**TEXT**:

-- START --

To explore whether the interannual variations of the observed background LST can be simulated by the WRF Model, we calculate the areal mean LST values over WFPs, DNWFPs, and UNWFPs for each July month for both pre- and postturbine periods (2003–04 and 2010–14) from MODIS and the model (Fig. 6). The simulated LST captures the interannual variations of the observed LST quite well, especially in the 3Day experiments. The simulated time series (3Day and CON) reproduce well the temperature anomaly associated with the 2011 severe drought in Texas. The correlation between the WRF simulations and MODIS is 0.92 (p < 0.01, n = 7) for the 3Day runs but 0.75 (p < 0.01, n = 7) for the CON runs, indicating the importance of having realistic surface condition in simulating local to regional climate. As with the previous plots, there is a clear warm bias in the model compared to the observations.
Overall, the spatial pattern and interannual variations of LST in MODIS are generally reproduced by the WRF simulations, indicating that the WRF Model, despite a systematic warm bias, simulates the spatial and interannual temporal LST variations over the study region moderately well, especially when the model is reinitialized to the NARR every 3 days.
d. Quantifying wind farm impacts on LST changes
1) Spatial patterns of LST changes
Figure 7a shows the spatial patterns of MODIS nighttime LST changes in July between the post and preturbine periods. The LST warming signals are spatially well coupled with the wind farm layout, and most of the warming signals are in the range of 0.15°–0.55°C, with a maximum up to 1.20°C. Even though the wind direction is predominantly southeasterly and southerly, no noticeable distant (10 pixels, ~10 km) wind farm wake effect is observed. Overall, this result is consistent with previous studies (Zhou et al. 2012, 2013a; Xia et al. 2016). Note that there are patches of anomalous warming and cooling outside the wind farm region. Following Zhou et al. (2012, 2013a), a similar plot (see online supplemental Fig. S1) is created for the entire summer months and such signals either disappear or weaken, indicating that those patches are mainly due to high-frequency temporal LST variations, while the warming signals over the wind farm region remain robust and persistent.

-- END --

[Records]

-- START --

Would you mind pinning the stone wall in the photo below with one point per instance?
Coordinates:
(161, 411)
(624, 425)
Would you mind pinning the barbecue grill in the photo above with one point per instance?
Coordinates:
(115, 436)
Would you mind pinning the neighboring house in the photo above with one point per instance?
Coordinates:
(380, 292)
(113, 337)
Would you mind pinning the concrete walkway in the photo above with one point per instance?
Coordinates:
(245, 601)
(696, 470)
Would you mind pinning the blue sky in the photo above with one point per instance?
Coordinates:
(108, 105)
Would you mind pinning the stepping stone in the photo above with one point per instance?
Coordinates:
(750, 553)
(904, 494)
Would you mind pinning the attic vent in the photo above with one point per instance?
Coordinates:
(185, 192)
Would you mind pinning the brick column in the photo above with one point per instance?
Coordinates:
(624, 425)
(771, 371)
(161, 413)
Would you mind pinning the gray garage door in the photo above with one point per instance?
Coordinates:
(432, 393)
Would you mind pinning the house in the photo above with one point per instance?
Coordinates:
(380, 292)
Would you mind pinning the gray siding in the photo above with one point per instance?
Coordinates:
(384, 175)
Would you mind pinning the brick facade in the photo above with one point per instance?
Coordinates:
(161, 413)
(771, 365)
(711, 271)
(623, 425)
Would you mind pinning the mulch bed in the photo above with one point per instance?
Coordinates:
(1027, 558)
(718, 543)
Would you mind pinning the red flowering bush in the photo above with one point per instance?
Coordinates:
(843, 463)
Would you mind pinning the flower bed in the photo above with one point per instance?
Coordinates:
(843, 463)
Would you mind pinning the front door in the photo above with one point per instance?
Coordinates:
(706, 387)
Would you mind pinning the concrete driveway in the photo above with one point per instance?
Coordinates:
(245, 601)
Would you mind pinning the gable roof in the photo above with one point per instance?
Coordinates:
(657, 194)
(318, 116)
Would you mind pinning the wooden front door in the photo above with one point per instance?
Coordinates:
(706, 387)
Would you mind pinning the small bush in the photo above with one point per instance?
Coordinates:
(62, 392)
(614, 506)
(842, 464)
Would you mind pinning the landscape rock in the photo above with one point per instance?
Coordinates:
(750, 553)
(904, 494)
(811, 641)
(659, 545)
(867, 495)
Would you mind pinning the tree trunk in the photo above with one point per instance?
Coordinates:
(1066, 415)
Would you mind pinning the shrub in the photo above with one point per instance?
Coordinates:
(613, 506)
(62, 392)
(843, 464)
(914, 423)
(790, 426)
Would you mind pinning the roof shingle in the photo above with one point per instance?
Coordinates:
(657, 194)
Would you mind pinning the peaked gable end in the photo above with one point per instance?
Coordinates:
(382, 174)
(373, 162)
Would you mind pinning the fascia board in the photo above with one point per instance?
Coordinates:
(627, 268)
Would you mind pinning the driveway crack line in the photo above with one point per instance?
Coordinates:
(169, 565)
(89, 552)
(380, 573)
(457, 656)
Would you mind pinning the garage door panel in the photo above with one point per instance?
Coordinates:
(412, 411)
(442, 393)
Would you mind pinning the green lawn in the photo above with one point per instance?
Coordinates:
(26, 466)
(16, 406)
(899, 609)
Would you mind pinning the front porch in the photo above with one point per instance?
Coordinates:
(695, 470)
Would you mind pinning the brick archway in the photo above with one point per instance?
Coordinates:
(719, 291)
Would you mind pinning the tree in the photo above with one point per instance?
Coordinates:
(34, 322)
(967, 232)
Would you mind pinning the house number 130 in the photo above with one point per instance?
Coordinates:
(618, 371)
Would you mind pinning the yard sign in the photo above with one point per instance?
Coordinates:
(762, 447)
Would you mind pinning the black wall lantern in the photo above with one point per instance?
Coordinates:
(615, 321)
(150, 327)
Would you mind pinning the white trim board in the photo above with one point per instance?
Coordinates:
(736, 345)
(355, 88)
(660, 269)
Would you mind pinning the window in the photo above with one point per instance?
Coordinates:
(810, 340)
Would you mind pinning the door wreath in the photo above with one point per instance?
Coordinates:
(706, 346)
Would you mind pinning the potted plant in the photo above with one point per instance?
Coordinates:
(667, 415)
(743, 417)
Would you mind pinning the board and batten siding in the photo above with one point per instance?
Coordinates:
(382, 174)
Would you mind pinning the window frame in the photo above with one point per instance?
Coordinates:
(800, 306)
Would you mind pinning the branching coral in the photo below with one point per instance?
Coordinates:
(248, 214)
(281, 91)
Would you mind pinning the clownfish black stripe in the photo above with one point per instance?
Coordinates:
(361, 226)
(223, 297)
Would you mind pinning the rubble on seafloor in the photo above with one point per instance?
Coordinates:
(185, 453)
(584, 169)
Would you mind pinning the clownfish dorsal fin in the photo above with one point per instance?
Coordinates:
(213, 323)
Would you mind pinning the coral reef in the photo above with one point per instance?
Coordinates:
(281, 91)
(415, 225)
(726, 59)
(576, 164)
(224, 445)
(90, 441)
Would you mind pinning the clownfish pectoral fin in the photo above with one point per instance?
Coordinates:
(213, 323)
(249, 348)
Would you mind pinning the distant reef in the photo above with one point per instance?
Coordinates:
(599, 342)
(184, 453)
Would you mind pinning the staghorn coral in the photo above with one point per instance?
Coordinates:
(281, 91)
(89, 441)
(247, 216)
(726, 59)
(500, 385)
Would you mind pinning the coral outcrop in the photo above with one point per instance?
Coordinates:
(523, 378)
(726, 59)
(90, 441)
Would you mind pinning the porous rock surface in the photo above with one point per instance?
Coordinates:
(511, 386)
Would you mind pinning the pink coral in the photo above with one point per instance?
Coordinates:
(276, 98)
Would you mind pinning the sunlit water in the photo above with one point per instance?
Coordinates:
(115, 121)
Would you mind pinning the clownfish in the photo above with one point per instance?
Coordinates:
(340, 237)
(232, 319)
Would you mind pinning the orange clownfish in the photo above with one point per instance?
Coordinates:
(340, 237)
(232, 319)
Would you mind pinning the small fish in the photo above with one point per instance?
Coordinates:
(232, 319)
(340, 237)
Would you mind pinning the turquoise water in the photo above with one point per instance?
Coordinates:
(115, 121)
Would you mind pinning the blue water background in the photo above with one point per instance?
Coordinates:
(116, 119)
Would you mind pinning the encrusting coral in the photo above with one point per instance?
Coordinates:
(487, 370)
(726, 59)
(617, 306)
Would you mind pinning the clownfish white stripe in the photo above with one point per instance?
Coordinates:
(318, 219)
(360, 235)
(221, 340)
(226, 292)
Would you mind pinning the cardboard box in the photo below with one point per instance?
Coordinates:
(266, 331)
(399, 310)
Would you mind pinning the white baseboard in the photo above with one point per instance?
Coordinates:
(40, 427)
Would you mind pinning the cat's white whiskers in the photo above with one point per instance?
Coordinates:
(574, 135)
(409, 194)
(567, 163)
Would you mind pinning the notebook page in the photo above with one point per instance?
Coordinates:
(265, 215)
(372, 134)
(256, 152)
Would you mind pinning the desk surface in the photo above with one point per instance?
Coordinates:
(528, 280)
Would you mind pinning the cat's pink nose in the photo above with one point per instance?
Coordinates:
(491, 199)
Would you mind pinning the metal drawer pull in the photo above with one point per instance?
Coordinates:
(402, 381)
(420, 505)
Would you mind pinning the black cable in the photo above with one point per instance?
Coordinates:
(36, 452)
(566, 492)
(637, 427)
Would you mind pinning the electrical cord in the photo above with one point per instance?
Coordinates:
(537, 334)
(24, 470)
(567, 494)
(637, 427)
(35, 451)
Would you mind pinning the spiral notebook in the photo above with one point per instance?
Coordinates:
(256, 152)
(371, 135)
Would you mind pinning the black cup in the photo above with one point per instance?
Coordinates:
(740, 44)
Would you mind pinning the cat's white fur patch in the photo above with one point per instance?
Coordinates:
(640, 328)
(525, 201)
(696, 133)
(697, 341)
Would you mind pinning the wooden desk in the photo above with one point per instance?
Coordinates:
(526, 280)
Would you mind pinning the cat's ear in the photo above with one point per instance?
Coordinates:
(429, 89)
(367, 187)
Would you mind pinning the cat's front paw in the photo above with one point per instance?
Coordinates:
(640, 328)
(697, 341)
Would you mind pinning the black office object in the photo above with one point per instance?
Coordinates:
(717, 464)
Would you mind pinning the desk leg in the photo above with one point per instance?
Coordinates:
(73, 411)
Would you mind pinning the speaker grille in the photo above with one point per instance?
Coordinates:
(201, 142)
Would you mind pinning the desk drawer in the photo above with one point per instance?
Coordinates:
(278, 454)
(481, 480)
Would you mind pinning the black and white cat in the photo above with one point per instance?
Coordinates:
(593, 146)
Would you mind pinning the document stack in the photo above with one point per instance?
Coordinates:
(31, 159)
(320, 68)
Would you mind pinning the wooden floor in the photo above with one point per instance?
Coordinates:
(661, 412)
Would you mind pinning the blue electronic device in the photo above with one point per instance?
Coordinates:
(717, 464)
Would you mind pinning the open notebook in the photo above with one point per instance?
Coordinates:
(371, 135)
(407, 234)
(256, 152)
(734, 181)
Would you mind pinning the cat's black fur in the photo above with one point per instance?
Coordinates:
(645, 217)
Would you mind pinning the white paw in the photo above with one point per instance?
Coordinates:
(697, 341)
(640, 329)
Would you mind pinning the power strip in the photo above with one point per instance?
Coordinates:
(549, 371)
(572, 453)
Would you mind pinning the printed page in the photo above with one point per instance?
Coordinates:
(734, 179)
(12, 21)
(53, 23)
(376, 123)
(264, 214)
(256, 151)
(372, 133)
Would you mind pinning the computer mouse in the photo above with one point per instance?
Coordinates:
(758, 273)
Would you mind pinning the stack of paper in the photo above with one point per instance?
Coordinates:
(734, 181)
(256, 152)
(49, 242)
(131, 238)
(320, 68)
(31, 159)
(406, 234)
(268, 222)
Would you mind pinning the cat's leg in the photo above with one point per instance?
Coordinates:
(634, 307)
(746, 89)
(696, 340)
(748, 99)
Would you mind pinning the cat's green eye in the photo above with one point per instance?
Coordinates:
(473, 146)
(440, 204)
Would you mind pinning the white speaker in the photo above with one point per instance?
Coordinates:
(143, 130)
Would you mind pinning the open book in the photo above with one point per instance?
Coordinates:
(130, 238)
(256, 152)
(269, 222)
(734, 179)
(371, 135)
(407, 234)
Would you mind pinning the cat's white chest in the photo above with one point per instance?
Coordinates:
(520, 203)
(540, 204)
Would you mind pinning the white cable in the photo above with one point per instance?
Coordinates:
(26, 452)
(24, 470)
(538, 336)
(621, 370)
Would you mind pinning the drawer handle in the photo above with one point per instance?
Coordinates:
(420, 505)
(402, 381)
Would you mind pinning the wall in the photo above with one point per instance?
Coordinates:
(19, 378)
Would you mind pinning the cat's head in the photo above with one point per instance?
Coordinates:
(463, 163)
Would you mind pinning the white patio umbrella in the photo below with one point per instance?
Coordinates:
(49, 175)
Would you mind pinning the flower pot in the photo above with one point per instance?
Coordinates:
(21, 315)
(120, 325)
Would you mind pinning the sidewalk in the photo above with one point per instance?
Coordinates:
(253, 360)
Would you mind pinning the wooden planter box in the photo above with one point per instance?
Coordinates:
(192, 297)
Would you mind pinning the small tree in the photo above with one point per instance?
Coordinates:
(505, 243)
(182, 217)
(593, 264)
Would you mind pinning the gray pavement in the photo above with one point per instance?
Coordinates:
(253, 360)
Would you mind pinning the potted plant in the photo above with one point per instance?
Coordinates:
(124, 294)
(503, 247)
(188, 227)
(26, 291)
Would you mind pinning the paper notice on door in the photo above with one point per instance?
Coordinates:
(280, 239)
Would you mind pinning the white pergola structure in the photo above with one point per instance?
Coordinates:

-- END --

**SHORT PROBLEM A**: In the wind farm passage, what is the correlation between the WRF simulations and MODIS for the CON runs?
**SHORT PROBLEM B**: List every published study that the wind farm passage cites by author and year.
**SHORT PROBLEM C**: Set down the wind farm passage word for word, starting with "Overall, the spatial" and going on through "every 3 days.".
Use nothing but the wind farm passage for these tasks.

**COMPLETE ANSWER A**: The correlation is 0.75 (p < 0.01, n = 7).

**COMPLETE ANSWER B**:
- Zhou et al. 2012
- Zhou et al. 2013a
- Xia et al. 2016

**COMPLETE ANSWER C**:
Overall, the spatial pattern and interannual variations of LST in MODIS are generally reproduced by the WRF simulations, indicating that the WRF Model, despite a systematic warm bias, simulates the spatial and interannual temporal LST variations over the study region moderately well, especially when the model is reinitialized to the NARR every 3 days.